■ WORK TO COMPLETE ■
Copy the listing that follows exactly. Its pictures do not belong in the copy.

■ DATASET CONTENT ■
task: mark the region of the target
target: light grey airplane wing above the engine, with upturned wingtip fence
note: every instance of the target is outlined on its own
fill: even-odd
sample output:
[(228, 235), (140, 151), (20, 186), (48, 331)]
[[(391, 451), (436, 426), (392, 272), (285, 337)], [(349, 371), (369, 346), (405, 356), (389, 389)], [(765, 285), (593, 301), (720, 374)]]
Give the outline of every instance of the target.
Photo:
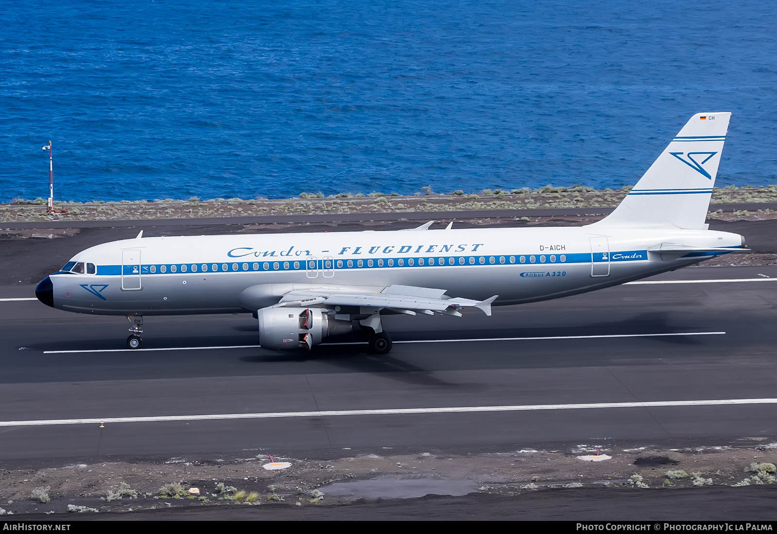
[(491, 303), (497, 299), (497, 295), (486, 300), (451, 298), (444, 293), (445, 290), (430, 287), (399, 285), (387, 286), (375, 292), (350, 291), (347, 288), (293, 290), (284, 294), (274, 307), (359, 306), (388, 308), (408, 315), (415, 315), (419, 311), (428, 315), (437, 313), (457, 317), (461, 316), (459, 309), (476, 307), (490, 316)]

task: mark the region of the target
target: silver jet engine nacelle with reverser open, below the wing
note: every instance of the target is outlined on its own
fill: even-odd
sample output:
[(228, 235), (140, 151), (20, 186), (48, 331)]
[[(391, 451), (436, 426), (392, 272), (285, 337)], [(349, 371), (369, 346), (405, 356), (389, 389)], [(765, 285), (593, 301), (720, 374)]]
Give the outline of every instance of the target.
[(263, 348), (291, 350), (318, 345), (330, 335), (353, 330), (350, 321), (339, 321), (320, 308), (262, 308), (259, 316), (259, 344)]

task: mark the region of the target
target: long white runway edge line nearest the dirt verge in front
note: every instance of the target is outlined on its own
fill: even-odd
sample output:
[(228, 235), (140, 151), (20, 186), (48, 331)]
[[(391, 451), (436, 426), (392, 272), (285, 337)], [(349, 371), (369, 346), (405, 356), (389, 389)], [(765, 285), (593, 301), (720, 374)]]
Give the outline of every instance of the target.
[(4, 426), (96, 425), (99, 423), (155, 423), (161, 421), (214, 421), (225, 419), (274, 419), (340, 417), (343, 415), (465, 414), (486, 411), (591, 410), (600, 408), (650, 408), (673, 406), (727, 406), (777, 404), (777, 399), (720, 399), (712, 401), (598, 402), (587, 404), (524, 404), (517, 406), (462, 406), (437, 408), (390, 408), (386, 410), (278, 411), (260, 414), (157, 415), (151, 417), (39, 419), (0, 421)]

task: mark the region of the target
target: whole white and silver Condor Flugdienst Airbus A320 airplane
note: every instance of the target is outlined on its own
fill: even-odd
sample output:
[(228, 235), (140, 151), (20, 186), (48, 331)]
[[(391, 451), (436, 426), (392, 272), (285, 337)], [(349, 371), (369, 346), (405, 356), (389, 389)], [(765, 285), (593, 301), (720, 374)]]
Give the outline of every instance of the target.
[(382, 314), (486, 315), (726, 254), (738, 234), (709, 231), (709, 199), (730, 113), (691, 118), (605, 219), (584, 227), (361, 231), (138, 238), (87, 248), (42, 280), (38, 299), (82, 314), (249, 312), (260, 345), (310, 349), (361, 329), (392, 348)]

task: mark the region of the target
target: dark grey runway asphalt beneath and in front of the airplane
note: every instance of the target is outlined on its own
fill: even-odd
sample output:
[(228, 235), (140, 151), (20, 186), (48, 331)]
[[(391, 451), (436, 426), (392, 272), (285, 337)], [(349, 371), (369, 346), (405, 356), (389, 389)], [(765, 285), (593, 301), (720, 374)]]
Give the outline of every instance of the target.
[[(144, 348), (174, 350), (122, 351), (124, 317), (2, 300), (0, 459), (260, 448), (298, 456), (382, 447), (465, 452), (777, 435), (777, 267), (702, 267), (657, 278), (692, 279), (754, 281), (630, 284), (499, 307), (493, 317), (476, 310), (386, 317), (384, 328), (406, 343), (382, 356), (365, 345), (312, 353), (202, 348), (256, 345), (248, 314), (148, 317)], [(0, 298), (30, 293), (30, 286), (0, 287)], [(461, 339), (480, 341), (450, 342)], [(441, 340), (448, 342), (429, 342)], [(757, 401), (676, 403), (743, 399)], [(537, 409), (549, 404), (557, 406)], [(342, 413), (354, 410), (368, 412)], [(235, 418), (241, 414), (254, 415)], [(138, 421), (157, 416), (169, 419)], [(76, 421), (83, 418), (135, 421), (99, 428)], [(64, 423), (40, 422), (54, 419)]]

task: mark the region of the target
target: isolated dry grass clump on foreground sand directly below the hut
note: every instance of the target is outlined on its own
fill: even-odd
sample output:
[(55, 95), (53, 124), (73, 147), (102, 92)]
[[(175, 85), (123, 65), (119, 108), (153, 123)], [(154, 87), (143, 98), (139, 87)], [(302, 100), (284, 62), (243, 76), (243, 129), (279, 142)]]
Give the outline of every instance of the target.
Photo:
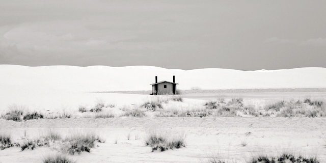
[(168, 137), (167, 134), (152, 131), (147, 133), (144, 141), (145, 145), (152, 147), (152, 152), (154, 150), (160, 150), (162, 152), (168, 149), (185, 147), (185, 138), (186, 135), (184, 133)]

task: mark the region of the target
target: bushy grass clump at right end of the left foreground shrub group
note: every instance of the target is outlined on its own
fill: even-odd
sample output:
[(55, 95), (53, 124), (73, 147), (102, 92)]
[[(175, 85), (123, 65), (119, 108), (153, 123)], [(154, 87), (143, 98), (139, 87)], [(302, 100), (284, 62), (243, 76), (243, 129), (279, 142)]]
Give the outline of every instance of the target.
[(71, 155), (75, 153), (80, 154), (83, 151), (90, 152), (91, 148), (93, 148), (95, 145), (94, 144), (95, 140), (96, 140), (96, 136), (91, 133), (73, 134), (64, 140), (66, 144), (62, 147), (62, 150)]

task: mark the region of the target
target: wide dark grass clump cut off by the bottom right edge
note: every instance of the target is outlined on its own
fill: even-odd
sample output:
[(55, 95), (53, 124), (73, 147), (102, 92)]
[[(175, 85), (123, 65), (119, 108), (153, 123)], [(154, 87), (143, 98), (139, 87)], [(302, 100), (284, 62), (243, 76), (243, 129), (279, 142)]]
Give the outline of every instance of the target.
[(258, 163), (258, 162), (265, 162), (265, 163), (320, 163), (320, 161), (316, 157), (303, 157), (303, 156), (295, 156), (291, 153), (283, 153), (277, 157), (275, 156), (268, 156), (266, 154), (261, 154), (255, 157), (252, 157), (247, 163)]

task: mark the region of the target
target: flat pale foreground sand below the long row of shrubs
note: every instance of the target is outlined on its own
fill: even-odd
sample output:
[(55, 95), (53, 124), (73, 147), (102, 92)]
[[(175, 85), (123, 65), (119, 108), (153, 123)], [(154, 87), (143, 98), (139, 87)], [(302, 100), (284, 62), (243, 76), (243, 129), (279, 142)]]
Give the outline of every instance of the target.
[[(90, 153), (71, 156), (77, 162), (201, 162), (214, 153), (223, 159), (244, 162), (261, 152), (277, 154), (292, 151), (303, 155), (317, 155), (326, 162), (326, 118), (112, 118), (112, 119), (56, 119), (13, 122), (0, 120), (3, 131), (11, 132), (14, 140), (26, 130), (28, 137), (52, 128), (63, 135), (75, 130), (99, 133), (106, 139), (97, 143)], [(186, 148), (151, 152), (143, 143), (147, 130), (185, 132)], [(126, 134), (132, 137), (127, 140)], [(250, 135), (246, 135), (251, 132)], [(134, 135), (141, 139), (135, 140)], [(118, 138), (118, 143), (114, 140)], [(241, 146), (246, 140), (247, 146)], [(47, 147), (20, 151), (17, 147), (0, 151), (0, 161), (41, 162), (41, 157), (55, 152)]]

■ OUTPUT FOR THIS TASK ■
task: mark the region of the target
target: light grey airplane wing above the engine, with upturned wingtip fence
note: every instance of the target is outlined on its own
fill: even-odd
sample output:
[(228, 235), (140, 151), (20, 186), (48, 331)]
[[(391, 451), (436, 426), (392, 272), (285, 337)], [(349, 371), (369, 346), (405, 356), (389, 389)], [(765, 285), (593, 301), (720, 374)]]
Give the outline of every instance of the target.
Photo:
[(491, 303), (497, 299), (497, 295), (486, 300), (451, 298), (444, 293), (445, 290), (430, 287), (399, 285), (387, 286), (375, 292), (350, 291), (347, 288), (293, 290), (284, 294), (274, 307), (359, 306), (388, 308), (408, 315), (415, 315), (419, 311), (428, 315), (437, 313), (457, 317), (461, 316), (459, 309), (476, 307), (490, 316)]

task: mark the region of the target
target: silver jet engine nacelle with reverser open, below the wing
note: every instance of the target is outlined on its own
fill: even-odd
sample output:
[(228, 235), (140, 151), (20, 186), (48, 331)]
[[(391, 451), (436, 426), (392, 272), (285, 337)], [(349, 371), (369, 346), (405, 356), (389, 389)], [(765, 285), (593, 301), (720, 374)]]
Give the outline of every instance of the target.
[(263, 348), (291, 350), (318, 345), (330, 335), (353, 330), (350, 321), (339, 321), (320, 308), (262, 308), (259, 316), (259, 344)]

task: mark the region of the target
target: long white runway edge line nearest the dirt verge in front
note: every instance of the target is outlined on its own
fill: even-odd
sample output:
[(228, 235), (140, 151), (20, 186), (48, 331)]
[[(391, 451), (436, 426), (392, 272), (285, 337)], [(349, 371), (369, 346), (405, 356), (389, 389)], [(765, 285), (593, 301), (720, 374)]]
Give the outline of every instance of the target.
[(4, 426), (96, 425), (99, 423), (155, 423), (161, 421), (214, 421), (225, 419), (274, 419), (340, 417), (343, 415), (465, 414), (486, 411), (591, 410), (600, 408), (650, 408), (673, 406), (727, 406), (777, 404), (777, 399), (720, 399), (712, 401), (598, 402), (587, 404), (524, 404), (517, 406), (462, 406), (437, 408), (390, 408), (386, 410), (278, 411), (260, 414), (157, 415), (151, 417), (39, 419), (0, 421)]

task: mark the region of the target
target: whole white and silver Condor Flugdienst Airbus A320 airplane
note: every instance of the target is outlined on its own
fill: even-odd
sample output:
[(228, 235), (140, 151), (20, 186), (48, 331)]
[[(391, 451), (436, 426), (392, 272), (285, 337)], [(349, 371), (369, 346), (405, 356), (389, 389)], [(765, 285), (593, 301), (720, 374)]]
Give the outline of every instance of the target.
[(382, 314), (486, 315), (726, 254), (738, 234), (709, 231), (709, 199), (730, 113), (691, 118), (605, 219), (584, 227), (361, 231), (138, 238), (87, 248), (42, 280), (38, 299), (82, 314), (249, 312), (260, 345), (310, 349), (361, 329), (392, 348)]

task: mark the region of the target
target: dark grey runway asphalt beneath and in front of the airplane
note: every instance of the target is outlined on its own
fill: even-odd
sample output:
[(228, 235), (140, 151), (20, 186), (48, 331)]
[[(391, 451), (436, 426), (392, 272), (285, 337)], [(349, 371), (369, 346), (405, 356), (389, 389)], [(765, 285), (593, 301), (720, 374)]]
Give the outline of every instance of the target.
[[(144, 348), (174, 350), (122, 351), (124, 317), (2, 300), (0, 459), (260, 448), (298, 456), (382, 447), (465, 452), (777, 435), (777, 267), (702, 267), (657, 278), (692, 279), (754, 281), (630, 284), (499, 307), (493, 317), (476, 310), (386, 317), (384, 328), (406, 343), (382, 356), (365, 345), (312, 353), (202, 348), (256, 345), (248, 314), (148, 317)], [(0, 298), (30, 293), (30, 286), (0, 287)], [(461, 339), (480, 341), (450, 342)], [(441, 340), (448, 342), (429, 342)], [(757, 401), (676, 403), (743, 399)], [(537, 409), (549, 404), (557, 406)], [(342, 413), (354, 410), (368, 412)], [(235, 418), (241, 414), (254, 415)], [(138, 421), (157, 416), (169, 419)], [(76, 421), (83, 418), (135, 421), (99, 428)], [(64, 423), (40, 422), (54, 419)]]

task: mark the region of the target
target: isolated dry grass clump on foreground sand directly below the hut
note: every instance of the target is outlined on its own
fill: even-odd
sample output:
[(55, 95), (53, 124), (73, 147), (102, 92)]
[[(175, 85), (123, 65), (119, 108), (153, 123)], [(154, 87), (143, 98), (139, 87)], [(302, 100), (284, 62), (243, 76), (243, 129), (279, 142)]]
Give the outline of every instance of the target.
Photo:
[(168, 137), (167, 134), (152, 131), (147, 133), (144, 141), (145, 145), (152, 147), (152, 152), (154, 150), (160, 150), (162, 152), (168, 149), (185, 147), (185, 138), (186, 135), (184, 133)]

task: mark the region of the target
target: bushy grass clump at right end of the left foreground shrub group
note: every instance of the target is outlined on its own
fill: even-odd
sample output:
[(55, 95), (53, 124), (73, 147), (102, 92)]
[[(175, 85), (123, 65), (119, 108), (153, 123)], [(154, 87), (143, 98), (139, 87)], [(302, 100), (284, 62), (243, 76), (243, 129), (279, 142)]]
Give the outline of every instance of the target.
[(71, 155), (75, 153), (80, 154), (83, 151), (90, 152), (91, 148), (93, 148), (95, 145), (94, 144), (95, 140), (96, 140), (96, 136), (91, 133), (73, 134), (64, 140), (66, 144), (62, 147), (62, 150)]

task: mark the region of the target
target: wide dark grass clump cut off by the bottom right edge
note: every instance of the target is outlined on its own
fill: even-odd
sample output:
[(55, 95), (53, 124), (73, 147), (102, 92)]
[[(175, 85), (123, 65), (119, 108), (153, 123)], [(154, 87), (143, 98), (139, 87)], [(302, 100), (284, 62), (243, 76), (243, 129), (279, 142)]]
Give the outline of every instance of the target.
[(258, 163), (258, 162), (265, 162), (265, 163), (320, 163), (320, 161), (316, 157), (303, 157), (303, 156), (295, 156), (291, 153), (283, 153), (277, 157), (275, 156), (268, 156), (266, 154), (261, 154), (255, 157), (252, 157), (247, 163)]

task: mark the region of the target
target: flat pale foreground sand below the long row of shrubs
note: every instance of the target is outlined on its own
fill: even-odd
sample output:
[(55, 95), (53, 124), (73, 147), (102, 92)]
[[(175, 85), (123, 65), (119, 108), (153, 123)], [(154, 87), (143, 98), (139, 87)], [(302, 100), (284, 62), (243, 76), (243, 129), (279, 142)]]
Give the outline of every instance of the target.
[[(90, 153), (71, 156), (77, 162), (201, 162), (214, 153), (223, 159), (244, 162), (261, 152), (277, 154), (292, 151), (303, 155), (317, 155), (326, 162), (326, 118), (112, 118), (112, 119), (56, 119), (13, 122), (0, 120), (3, 131), (11, 132), (14, 140), (26, 130), (28, 137), (52, 128), (63, 135), (75, 130), (99, 133), (106, 139), (97, 143)], [(186, 148), (151, 152), (143, 143), (147, 130), (185, 132)], [(126, 134), (132, 137), (127, 140)], [(250, 135), (246, 135), (251, 132)], [(134, 135), (141, 139), (135, 140)], [(118, 138), (118, 143), (114, 140)], [(241, 146), (246, 140), (247, 146)], [(47, 147), (20, 151), (17, 147), (0, 151), (0, 161), (41, 162), (41, 157), (55, 152)]]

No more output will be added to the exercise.